### Task to carry out
Transcribe all of the material below exactly, leaving out the pictures.

((

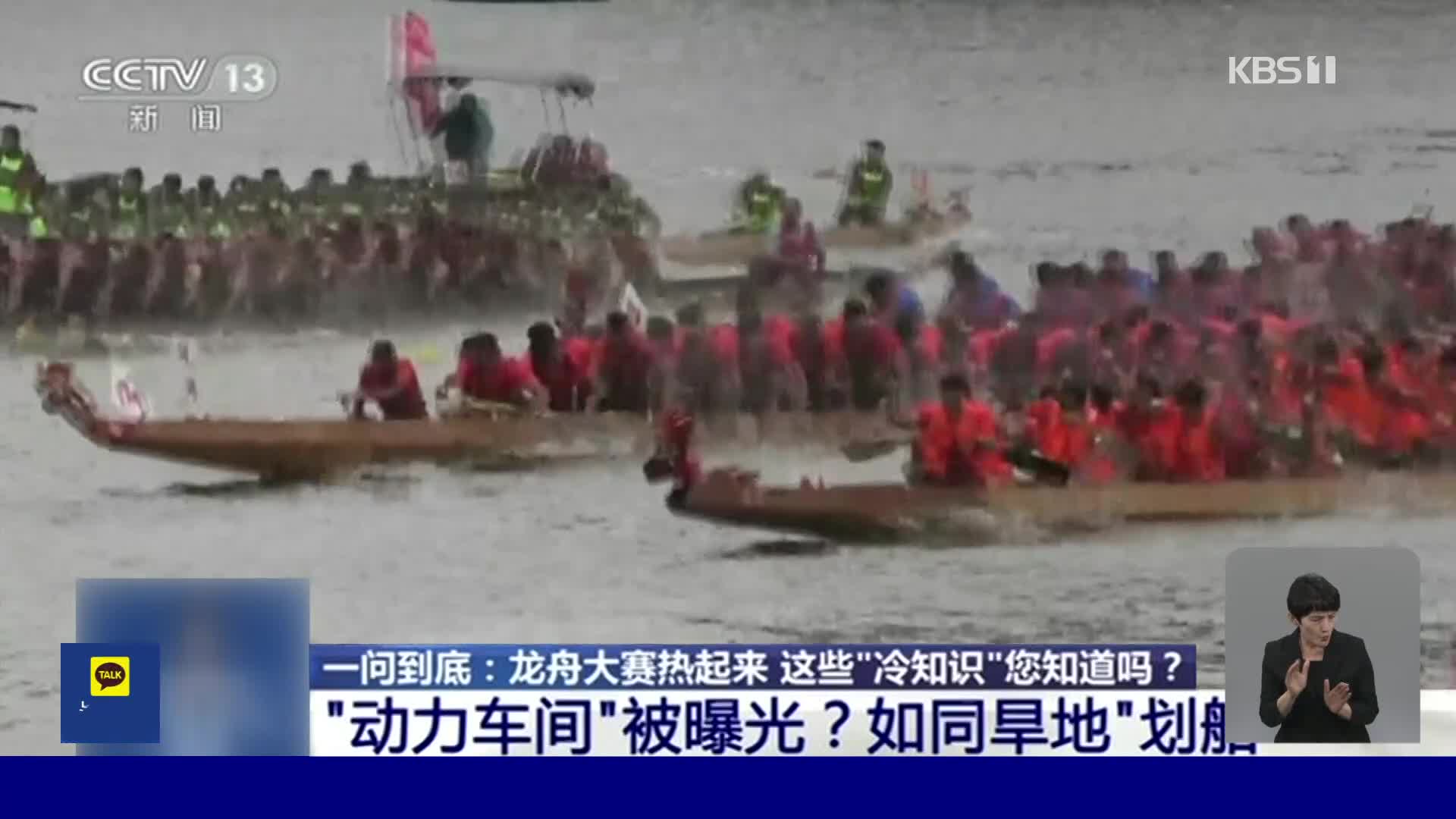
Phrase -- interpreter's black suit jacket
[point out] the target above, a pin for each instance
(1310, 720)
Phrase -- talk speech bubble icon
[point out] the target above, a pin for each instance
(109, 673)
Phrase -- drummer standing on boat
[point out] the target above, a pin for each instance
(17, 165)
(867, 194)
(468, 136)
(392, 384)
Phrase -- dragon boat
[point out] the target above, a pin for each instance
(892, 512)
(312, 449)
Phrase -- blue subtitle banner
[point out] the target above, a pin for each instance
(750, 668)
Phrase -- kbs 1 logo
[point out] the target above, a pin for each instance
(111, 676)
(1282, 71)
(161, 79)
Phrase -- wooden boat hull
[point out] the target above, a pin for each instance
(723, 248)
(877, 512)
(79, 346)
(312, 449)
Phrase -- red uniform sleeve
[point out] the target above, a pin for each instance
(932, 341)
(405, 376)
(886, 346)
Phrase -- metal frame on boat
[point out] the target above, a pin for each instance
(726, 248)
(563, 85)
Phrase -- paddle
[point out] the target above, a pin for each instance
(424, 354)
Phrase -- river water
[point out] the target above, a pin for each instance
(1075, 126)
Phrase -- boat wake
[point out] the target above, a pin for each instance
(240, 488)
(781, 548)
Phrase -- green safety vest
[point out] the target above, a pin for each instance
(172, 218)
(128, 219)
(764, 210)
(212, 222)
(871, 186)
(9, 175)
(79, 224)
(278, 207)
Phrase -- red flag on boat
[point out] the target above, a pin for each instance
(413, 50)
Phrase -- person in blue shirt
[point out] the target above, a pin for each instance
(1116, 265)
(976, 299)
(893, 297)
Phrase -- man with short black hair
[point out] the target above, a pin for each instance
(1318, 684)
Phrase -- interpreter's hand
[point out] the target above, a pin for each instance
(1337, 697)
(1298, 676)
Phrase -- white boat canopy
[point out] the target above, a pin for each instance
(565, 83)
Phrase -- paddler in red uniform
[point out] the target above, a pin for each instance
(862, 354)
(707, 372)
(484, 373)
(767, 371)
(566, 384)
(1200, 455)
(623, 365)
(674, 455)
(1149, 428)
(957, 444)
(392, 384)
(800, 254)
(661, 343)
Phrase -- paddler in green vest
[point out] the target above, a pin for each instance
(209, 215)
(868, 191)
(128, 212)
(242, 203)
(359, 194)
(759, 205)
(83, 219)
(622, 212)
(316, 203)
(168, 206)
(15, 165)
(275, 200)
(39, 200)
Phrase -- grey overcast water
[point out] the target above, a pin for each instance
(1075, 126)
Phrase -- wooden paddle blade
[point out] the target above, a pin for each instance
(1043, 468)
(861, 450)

))

### Answer
Phrase -- interpreter's black suit jacket
[point out] the target above, a pin for each instance
(1310, 720)
Phrase -- talk speech bubble icon
[point out] the target above, a pin for each instance
(109, 673)
Phrase -- drummer standing on boat
[point out] the target above, a pin for each instance
(17, 165)
(867, 194)
(468, 136)
(392, 384)
Phrase -- dragon boat
[point out] the target above, a pin for each instance
(892, 512)
(312, 449)
Phrase -- blue subtitle banner
[point out] the target above, a pin for each instance
(750, 668)
Phrase -- kbs 1 logo
[point out] the target above, a pin for each instance
(111, 676)
(1282, 71)
(161, 79)
Phrase -- wooden boat hull
[point out] the target above, a pin for each instance
(723, 248)
(877, 512)
(79, 346)
(312, 449)
Phrase -- red uniform sleeve
[point out] the target above, a pin for each instance
(932, 341)
(405, 376)
(886, 346)
Phrase -- metal frame on boat
[point out] the target above, a pin for each instance
(726, 248)
(563, 85)
Phrase -- paddle
[point out] the target above, a pin for each instance
(424, 354)
Phrase -- river water
[point out] the target above, a pin for each instance
(1075, 126)
Phrase -- boat wake
[point out] the target above, a pin for each instance
(240, 488)
(781, 548)
Phrase -- green safety vest
[point out] the target above, a pin for each instance
(172, 218)
(128, 219)
(764, 210)
(212, 222)
(871, 186)
(9, 175)
(79, 224)
(278, 207)
Phrase -- red flag on boat
[point out] the target above, a pin for each instance
(413, 50)
Phrase -- person in blue shirt
[point out] the target above, a pin for each instance
(1116, 265)
(976, 299)
(893, 297)
Phrase -- man with short black hair
[point out] the target above, a pin for each instance
(1318, 684)
Phrase -- interpreter's hand
[point out] the target above, a pin for each instance
(1337, 697)
(1298, 676)
Phrase -- white boat canopy
[point out] the target above, a pin for each instance
(565, 83)
Phrase -- paddler in red uniform
[point out] the target above, a pin for each instance
(862, 354)
(707, 372)
(484, 373)
(767, 371)
(566, 384)
(1200, 455)
(623, 365)
(674, 455)
(1149, 428)
(957, 444)
(392, 384)
(800, 254)
(661, 343)
Phrase -- paddler in green vest
[point out] the target above, a pin for each instance
(209, 215)
(868, 191)
(128, 212)
(242, 203)
(359, 194)
(759, 205)
(83, 219)
(622, 212)
(316, 203)
(168, 206)
(15, 165)
(275, 200)
(39, 200)
Phrase -- grey overcast water
[point out] the target above, a pin for each instance
(1075, 126)
Phrase -- wooden paddle blade
[point out] the target above, a pin for each instance
(1043, 468)
(861, 450)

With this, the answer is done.